(Dataset excerpts)
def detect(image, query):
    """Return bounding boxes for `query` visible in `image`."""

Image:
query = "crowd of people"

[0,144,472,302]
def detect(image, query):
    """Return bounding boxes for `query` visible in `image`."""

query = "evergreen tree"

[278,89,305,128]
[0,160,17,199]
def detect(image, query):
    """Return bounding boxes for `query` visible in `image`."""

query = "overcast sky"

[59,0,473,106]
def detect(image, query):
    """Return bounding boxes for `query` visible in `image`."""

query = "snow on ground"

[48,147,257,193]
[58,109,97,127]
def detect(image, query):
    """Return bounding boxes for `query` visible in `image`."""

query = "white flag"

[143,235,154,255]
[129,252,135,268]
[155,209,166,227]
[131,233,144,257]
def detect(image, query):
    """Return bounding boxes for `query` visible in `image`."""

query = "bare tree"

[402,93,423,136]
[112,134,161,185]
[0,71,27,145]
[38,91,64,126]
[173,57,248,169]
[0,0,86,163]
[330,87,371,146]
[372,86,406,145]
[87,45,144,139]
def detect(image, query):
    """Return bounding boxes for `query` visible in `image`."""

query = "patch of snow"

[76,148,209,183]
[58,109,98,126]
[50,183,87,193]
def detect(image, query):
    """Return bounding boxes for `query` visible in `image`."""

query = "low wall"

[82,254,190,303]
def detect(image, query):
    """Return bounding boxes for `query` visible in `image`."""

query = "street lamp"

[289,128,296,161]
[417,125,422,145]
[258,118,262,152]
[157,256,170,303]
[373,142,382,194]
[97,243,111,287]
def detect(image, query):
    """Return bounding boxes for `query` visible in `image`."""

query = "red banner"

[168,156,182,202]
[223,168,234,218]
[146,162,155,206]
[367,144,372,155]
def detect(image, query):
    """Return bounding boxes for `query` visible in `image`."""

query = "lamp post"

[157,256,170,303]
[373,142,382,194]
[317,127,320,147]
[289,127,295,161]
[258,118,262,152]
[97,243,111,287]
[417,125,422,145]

> _EXERCISE AIM_: Line by line, retype all of the records exactly.

> _SOLUTION TO THIS TASK_:
def detect(image, query):
    """Return bounding boxes for `query` visible in `image`."""

Image:
query = "crowd of people"

[0,144,472,302]
def detect(image, query):
    """Return bounding boxes for `query` visible in `image`."""

query = "evergreen tree"

[278,89,305,128]
[0,160,17,199]
def detect(image, query):
    """Return bounding boxes for `query` visible in `image`."""

query = "overcast sky"

[59,0,473,106]
def detect(image, query):
    """Return bounding boxes for `query` visible in `image`."""

query = "snow on ground"

[48,147,257,193]
[58,109,97,127]
def detect(image, query):
    """Return bounding boxes for `query` visible in `image`."""

query = "white flag"

[143,235,154,255]
[129,252,135,268]
[155,209,166,227]
[131,233,144,257]
def detect(image, query):
    """Return bounding boxes for `query` visible in `image`."""

query = "bare tree"

[402,93,423,136]
[112,134,161,185]
[0,71,27,145]
[38,91,64,126]
[173,57,248,169]
[0,0,86,163]
[330,87,371,146]
[372,86,406,145]
[87,45,144,139]
def detect(image, query):
    """Return bounding boxes for `query` visible in `image`."""

query = "patch of snow"

[76,148,209,183]
[58,109,98,126]
[50,183,87,193]
def detect(image, query):
    """Return bounding boxes for `query` visible in `image`."""

query = "low wall"

[82,254,190,303]
def detect(image, query):
    """Return bounding boxes for `query` visible in `image`."""

query = "street lamp"

[289,128,296,161]
[417,125,422,145]
[258,118,262,152]
[157,256,170,303]
[373,142,382,194]
[97,243,111,287]
def detect(image, query):
    """Return bounding boxes for `query` visible in `image`."""

query = "red banner"

[168,156,182,202]
[223,168,234,218]
[146,162,155,206]
[367,144,372,155]
def detect(image, query):
    """Return bounding boxes for `query` visible in `image`."""

query = "lamp post"

[157,256,170,303]
[373,142,382,194]
[317,127,320,147]
[289,127,295,161]
[258,118,262,152]
[97,243,111,287]
[417,125,422,145]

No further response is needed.